### Exercise materials
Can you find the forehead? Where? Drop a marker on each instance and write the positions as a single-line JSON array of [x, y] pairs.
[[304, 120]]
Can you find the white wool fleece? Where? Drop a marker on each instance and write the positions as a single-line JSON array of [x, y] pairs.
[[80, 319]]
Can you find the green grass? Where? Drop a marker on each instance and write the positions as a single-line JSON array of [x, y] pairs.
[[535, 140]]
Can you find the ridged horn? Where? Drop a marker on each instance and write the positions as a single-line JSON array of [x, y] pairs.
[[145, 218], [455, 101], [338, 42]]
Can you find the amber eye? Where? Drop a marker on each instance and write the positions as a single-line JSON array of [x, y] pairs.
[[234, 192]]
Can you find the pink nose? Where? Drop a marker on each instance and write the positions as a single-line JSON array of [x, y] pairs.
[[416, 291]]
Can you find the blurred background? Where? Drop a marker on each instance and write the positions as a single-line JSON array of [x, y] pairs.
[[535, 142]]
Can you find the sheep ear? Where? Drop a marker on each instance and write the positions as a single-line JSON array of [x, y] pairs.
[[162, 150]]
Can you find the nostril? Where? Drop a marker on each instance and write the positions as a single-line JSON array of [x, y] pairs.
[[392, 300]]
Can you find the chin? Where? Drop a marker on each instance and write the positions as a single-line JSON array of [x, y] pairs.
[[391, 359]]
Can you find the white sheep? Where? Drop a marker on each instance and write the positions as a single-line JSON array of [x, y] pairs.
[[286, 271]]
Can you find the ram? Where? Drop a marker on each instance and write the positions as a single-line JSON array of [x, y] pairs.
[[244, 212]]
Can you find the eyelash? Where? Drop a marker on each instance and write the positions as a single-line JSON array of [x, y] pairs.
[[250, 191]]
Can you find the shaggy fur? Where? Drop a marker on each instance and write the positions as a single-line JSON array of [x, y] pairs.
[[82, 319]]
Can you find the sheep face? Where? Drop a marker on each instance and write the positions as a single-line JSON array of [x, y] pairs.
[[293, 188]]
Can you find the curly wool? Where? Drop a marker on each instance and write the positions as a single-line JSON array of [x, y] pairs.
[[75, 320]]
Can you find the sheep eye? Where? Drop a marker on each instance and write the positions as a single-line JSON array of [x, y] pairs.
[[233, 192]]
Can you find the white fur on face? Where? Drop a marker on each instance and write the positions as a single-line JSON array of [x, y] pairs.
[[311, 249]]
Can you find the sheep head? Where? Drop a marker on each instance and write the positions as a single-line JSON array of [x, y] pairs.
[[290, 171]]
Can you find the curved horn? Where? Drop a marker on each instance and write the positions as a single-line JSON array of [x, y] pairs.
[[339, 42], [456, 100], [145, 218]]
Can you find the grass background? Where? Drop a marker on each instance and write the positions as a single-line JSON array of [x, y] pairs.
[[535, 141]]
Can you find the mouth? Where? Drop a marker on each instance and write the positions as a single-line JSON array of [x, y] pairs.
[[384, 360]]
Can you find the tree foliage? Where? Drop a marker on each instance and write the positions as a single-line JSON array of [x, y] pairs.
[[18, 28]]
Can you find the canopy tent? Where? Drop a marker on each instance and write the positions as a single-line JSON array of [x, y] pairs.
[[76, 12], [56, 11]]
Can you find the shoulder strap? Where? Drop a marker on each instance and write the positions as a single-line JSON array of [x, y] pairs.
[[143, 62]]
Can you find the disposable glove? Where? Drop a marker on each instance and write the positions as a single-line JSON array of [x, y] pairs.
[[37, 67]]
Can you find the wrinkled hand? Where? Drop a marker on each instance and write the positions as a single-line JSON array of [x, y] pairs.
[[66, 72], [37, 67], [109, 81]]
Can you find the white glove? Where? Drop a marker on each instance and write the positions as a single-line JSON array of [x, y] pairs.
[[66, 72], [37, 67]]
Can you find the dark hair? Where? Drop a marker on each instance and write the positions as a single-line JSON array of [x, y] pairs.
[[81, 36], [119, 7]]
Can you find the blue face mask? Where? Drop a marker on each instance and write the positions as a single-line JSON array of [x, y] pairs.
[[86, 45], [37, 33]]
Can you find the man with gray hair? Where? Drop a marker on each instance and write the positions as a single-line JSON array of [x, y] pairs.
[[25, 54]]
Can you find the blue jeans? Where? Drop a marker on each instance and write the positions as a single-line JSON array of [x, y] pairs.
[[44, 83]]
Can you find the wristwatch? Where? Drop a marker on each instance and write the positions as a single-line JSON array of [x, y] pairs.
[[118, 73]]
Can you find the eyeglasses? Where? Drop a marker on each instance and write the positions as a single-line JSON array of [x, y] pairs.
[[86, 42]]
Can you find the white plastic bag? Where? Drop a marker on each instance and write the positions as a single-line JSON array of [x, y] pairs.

### Exercise brief
Write the records out once more. Change nothing.

### Solution to this exercise
Can you find the forehead? Where? Drop a marker on each instance and write the positions as a single-line JSON array of [x, y] pairs.
[[304, 120]]
Can you find the white wool fleece? Where? Drop a marker on each instance and write the positions as a single-line JSON array of [x, y] pairs.
[[80, 319]]
Can you find the green grass? Where? Drop a marker on each instance and write the positions as a single-line JSON array of [x, y] pairs.
[[535, 140]]
Can you find the ridged horn? Where? Drop a marker on each instance and write the positions as a single-line JSON array of [x, y] pairs.
[[145, 218], [455, 101], [338, 42]]
Can you find the amber eye? Where? Drop a marker on each instance and write the positions as a single-line JSON array of [x, y] pairs.
[[234, 192]]
Can you find the pink nose? Where? Drop a marker on each instance and write the positions as a single-line JSON array of [x, y] pairs.
[[416, 291]]
Can you find the blurred background? Where? Drop a marker on each instance and write the positions as a single-line JSON array of [x, y] pairs.
[[535, 142]]
Can you find the sheep ear? Where? Drop a marker on each instance and write the positions as a single-line JSON array of [x, y] pairs.
[[162, 150]]
Can you find the nostril? Where? Drop a marker on each instance and write the positions as a single-line JSON array of [x, y] pairs.
[[392, 300]]
Can you find the chin? Where? Drop a marker on each instance and write the positions as a single-line JSON array of [x, y] pairs.
[[391, 359]]
Can you find the white sheep? Where? Drop a marker on each instance and write the positions as a single-line JSON array of [x, y] pairs.
[[286, 271]]
Can you find the ram? Where? Drop a marker on each instance and write the positions as a single-line JSON array of [x, y] pairs.
[[244, 212]]
Can you find the eyelash? Where? Drop a marker on each instance and write the positions as a single-line JSON array of [x, y] pairs.
[[250, 191]]
Can you find the shaggy fur? Where? Drop a marker on each instance and write the positions as a single-line JSON array of [x, y] pairs.
[[82, 319]]
Can you find the sheep face? Where? Drop a marker on each instance and write the positions as a single-line JSON array of [x, y] pairs.
[[293, 188]]
Can you find the curly wool? Where? Drop a marker on each instance and write the positions as a single-line JSON array of [x, y] pairs.
[[75, 320]]
Can you find the sheep eye? Where? Drop a marker on each instance and write the positions as a single-line JSON array of [x, y] pairs.
[[233, 192]]
Can you find the white fur on face? Where? Drop a marker on each instance and write the positions as a single-line JSON array of [x, y] pairs.
[[311, 249]]
Can you find the sheep head? Where? Drop a marker on each instance and write the positions as a single-line JSON array of [x, y] pairs.
[[290, 171]]
Can you find the curved horn? Where? Drop a marker on each instance and write the positions as a single-line JSON array of [x, y] pairs.
[[339, 42], [456, 100], [145, 218]]
Can you find the grass background? Where? Drop a marker on each instance and write the positions as a single-line JSON array of [x, y] pairs.
[[535, 141]]
Can you find the mouth? Where? Drop a marker on each instance and write the positions as a single-line JSON array of [x, y] pairs.
[[384, 360]]
Can you find the tree foliage? Where? Drop a marker on each instance and write the positions as a single-line JSON array of [x, y] pairs.
[[18, 28]]
Can you find the canopy tent? Where? Drop a marker on each instance and write the positions as a single-line JSON array of [x, y] pairs.
[[76, 12], [56, 11]]
Can you find the shoulder strap? Where? Drop a marker on each instance and write the positions as a single-line JSON array of [x, y] pairs.
[[143, 62]]
Can you find the disposable glove? Where? Drop a marker on each instance and write the positions as a single-line JSON array of [x, y] pairs.
[[37, 67]]
Can you find the wrinkled hand? Where? Drop a marker on each instance and write the positions as a single-line JSON array of [x, y] pairs.
[[66, 72], [37, 67], [109, 81]]
Can you find the white glove? Where? Drop a marker on each instance and write the positions as a single-line JSON array of [x, y] pairs.
[[66, 72], [37, 67]]
Can you find the dark hair? Where? Drop a marker on each instance and write the positions as a single-line JSON array of [x, y] pairs.
[[81, 36], [119, 7]]
Can you find the blue face mask? Where? Drop a marker on each instance and write the positions as a single-line JSON array of [x, y] pairs.
[[86, 45], [37, 33]]
Can you find the man with gray hair? Where? Drop a marker on each instance and write the positions as a single-line JSON array of [x, y] pairs.
[[25, 54]]
Can you find the blue jeans? Where? Drop a marker on each instance and write the positions as a single-line JSON array of [x, y] pairs.
[[44, 83]]
Can you find the wristwatch? Where? Drop a marker on each instance and write the positions as a single-line JSON array of [x, y] pairs.
[[118, 73]]
Can you find the eyeglasses? Where? Drop a marker on each instance and write the positions as a single-line JSON array of [x, y] pairs.
[[86, 42]]
Can you find the white plastic bag? Where? Drop a marker on each instance and write the positions as a single-line JSON array of [x, y] pairs.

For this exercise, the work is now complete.